## AIM
Convert the items from the line containing "Pin every instance of the whale head." through the end of the items into a numbered list, omitting any blank lines.

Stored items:
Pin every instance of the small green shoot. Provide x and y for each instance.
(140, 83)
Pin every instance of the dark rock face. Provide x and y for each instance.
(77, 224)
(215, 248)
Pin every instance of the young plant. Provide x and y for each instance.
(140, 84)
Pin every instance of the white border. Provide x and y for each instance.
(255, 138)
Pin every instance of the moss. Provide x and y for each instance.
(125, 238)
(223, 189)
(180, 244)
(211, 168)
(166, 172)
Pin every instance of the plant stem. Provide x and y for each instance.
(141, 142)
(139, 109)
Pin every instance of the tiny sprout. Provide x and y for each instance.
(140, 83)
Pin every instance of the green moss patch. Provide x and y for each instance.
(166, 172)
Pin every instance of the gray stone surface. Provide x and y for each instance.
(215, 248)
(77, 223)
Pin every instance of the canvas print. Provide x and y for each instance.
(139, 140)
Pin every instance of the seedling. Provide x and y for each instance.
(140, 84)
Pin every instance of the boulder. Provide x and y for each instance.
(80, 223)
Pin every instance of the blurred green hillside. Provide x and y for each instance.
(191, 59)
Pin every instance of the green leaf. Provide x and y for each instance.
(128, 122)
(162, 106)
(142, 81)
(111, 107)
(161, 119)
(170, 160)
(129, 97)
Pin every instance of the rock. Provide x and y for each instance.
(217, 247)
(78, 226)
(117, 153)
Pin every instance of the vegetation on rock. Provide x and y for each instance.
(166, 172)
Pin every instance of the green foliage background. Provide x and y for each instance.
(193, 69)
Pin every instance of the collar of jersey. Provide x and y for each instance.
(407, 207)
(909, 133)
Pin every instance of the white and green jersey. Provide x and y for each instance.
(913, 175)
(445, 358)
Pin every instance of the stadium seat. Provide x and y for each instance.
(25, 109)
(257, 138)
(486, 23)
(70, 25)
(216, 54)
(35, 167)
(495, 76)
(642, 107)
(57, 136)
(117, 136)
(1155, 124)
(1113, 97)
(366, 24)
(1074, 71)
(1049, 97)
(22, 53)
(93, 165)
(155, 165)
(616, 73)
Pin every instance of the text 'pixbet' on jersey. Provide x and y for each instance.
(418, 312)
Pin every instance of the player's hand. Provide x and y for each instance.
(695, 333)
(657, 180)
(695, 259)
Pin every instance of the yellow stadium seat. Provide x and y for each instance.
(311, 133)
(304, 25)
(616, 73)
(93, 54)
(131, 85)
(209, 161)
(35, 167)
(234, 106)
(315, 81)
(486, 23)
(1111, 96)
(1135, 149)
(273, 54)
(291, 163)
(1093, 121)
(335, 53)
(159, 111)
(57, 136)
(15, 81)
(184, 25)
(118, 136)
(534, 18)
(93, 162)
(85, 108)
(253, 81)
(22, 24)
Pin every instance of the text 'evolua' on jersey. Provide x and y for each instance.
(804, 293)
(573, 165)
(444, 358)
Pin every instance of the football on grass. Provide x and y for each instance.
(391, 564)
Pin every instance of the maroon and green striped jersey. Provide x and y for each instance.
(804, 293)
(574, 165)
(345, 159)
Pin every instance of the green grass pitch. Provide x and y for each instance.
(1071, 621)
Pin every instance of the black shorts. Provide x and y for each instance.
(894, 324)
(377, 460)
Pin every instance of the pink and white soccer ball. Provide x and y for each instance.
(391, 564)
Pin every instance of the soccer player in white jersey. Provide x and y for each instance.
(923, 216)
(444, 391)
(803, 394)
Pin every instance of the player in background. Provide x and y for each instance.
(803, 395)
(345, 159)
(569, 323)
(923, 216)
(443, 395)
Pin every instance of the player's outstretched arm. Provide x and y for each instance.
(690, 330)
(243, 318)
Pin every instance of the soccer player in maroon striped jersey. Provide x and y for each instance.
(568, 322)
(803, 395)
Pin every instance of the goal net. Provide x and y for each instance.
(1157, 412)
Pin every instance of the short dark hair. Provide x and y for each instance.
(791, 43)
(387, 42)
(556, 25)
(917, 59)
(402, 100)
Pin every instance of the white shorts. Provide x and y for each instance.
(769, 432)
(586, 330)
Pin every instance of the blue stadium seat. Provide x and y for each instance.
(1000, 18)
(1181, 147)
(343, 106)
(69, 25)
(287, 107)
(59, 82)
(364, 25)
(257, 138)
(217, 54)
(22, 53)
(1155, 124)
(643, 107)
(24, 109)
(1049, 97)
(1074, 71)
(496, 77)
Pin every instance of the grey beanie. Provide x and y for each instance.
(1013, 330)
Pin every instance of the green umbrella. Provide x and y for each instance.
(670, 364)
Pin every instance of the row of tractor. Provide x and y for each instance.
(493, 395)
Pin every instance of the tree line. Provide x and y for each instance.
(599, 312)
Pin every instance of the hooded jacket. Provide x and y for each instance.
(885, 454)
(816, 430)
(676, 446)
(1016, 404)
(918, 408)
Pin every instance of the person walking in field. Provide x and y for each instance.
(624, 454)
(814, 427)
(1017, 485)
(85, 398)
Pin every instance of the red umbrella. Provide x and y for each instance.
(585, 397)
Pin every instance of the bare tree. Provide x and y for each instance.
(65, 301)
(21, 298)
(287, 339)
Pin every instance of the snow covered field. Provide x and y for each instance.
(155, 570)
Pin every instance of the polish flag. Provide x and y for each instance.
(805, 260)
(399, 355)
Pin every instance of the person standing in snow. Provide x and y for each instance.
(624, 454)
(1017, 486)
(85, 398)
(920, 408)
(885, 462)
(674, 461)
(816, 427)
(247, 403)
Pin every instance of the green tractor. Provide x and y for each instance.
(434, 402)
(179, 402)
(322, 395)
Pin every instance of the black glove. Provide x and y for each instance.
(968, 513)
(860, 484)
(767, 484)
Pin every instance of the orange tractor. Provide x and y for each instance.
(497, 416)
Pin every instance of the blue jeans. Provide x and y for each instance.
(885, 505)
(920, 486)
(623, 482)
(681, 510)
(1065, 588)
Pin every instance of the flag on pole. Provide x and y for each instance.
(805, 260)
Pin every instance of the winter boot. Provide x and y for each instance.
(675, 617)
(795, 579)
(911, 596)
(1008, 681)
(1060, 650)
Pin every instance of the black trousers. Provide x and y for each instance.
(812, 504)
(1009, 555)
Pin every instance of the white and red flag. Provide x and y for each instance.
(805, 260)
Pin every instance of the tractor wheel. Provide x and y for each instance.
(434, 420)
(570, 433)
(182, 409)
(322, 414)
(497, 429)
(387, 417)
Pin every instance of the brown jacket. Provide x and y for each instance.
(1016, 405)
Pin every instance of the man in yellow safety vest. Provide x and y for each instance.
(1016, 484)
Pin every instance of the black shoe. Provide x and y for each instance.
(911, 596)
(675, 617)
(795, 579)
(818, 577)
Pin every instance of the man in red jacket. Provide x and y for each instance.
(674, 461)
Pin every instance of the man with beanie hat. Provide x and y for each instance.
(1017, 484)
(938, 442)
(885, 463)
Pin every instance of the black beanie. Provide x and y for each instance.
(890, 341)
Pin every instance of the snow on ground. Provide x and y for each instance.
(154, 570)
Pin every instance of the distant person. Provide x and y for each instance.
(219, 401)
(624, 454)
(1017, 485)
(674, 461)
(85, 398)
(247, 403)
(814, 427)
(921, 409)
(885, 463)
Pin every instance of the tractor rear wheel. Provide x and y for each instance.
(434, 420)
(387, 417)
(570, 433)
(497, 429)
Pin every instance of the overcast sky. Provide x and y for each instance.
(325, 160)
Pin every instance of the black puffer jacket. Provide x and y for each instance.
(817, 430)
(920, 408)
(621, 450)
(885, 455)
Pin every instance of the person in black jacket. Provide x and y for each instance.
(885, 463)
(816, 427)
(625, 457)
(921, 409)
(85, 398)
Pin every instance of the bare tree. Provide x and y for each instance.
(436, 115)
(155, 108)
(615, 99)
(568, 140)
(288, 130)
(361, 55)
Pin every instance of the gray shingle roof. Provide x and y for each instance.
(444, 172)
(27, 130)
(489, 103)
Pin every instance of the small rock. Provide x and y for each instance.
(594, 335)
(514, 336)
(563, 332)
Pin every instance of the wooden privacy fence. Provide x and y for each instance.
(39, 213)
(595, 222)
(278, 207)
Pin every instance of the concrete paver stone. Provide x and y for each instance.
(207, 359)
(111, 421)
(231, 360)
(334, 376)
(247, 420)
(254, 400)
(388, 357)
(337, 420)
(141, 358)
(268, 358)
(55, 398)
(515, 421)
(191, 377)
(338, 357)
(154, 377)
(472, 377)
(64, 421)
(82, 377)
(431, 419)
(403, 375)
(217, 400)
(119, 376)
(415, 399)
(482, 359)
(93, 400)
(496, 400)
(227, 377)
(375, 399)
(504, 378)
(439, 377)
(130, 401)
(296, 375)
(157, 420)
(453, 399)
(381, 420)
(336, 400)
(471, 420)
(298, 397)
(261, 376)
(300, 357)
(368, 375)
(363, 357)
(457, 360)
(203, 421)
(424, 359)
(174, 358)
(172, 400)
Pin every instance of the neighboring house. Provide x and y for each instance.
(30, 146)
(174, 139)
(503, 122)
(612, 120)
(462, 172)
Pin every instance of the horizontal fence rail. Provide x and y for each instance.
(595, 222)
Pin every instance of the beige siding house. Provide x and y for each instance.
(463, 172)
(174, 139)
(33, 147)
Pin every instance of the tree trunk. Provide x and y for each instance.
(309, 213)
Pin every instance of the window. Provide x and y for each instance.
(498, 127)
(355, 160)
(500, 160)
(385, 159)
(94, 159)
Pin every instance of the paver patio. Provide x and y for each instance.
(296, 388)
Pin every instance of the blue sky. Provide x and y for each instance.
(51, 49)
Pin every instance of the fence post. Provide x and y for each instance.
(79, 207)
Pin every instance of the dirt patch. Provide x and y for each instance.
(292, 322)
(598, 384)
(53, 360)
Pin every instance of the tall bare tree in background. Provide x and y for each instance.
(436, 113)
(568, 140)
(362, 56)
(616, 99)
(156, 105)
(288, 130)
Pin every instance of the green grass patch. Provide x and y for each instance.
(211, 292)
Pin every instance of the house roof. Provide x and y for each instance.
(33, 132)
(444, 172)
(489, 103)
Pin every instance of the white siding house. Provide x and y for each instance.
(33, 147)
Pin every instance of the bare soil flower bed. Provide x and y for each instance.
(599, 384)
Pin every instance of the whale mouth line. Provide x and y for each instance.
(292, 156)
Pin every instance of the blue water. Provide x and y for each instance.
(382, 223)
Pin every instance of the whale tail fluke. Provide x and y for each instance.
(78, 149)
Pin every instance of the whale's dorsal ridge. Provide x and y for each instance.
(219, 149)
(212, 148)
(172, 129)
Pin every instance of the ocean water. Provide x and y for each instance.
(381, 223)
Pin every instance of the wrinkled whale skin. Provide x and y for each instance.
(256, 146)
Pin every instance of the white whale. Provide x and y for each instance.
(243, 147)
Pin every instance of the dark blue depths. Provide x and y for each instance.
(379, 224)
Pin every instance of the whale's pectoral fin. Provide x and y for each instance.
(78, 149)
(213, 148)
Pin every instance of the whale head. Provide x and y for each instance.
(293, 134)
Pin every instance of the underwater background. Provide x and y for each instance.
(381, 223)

## COMPLETE RESPONSE
1. Pin every instance of the whale head. Provide x and y for each instance.
2. (293, 134)
3. Pin every instance of the underwater background. Provide x and y for each instance.
4. (381, 223)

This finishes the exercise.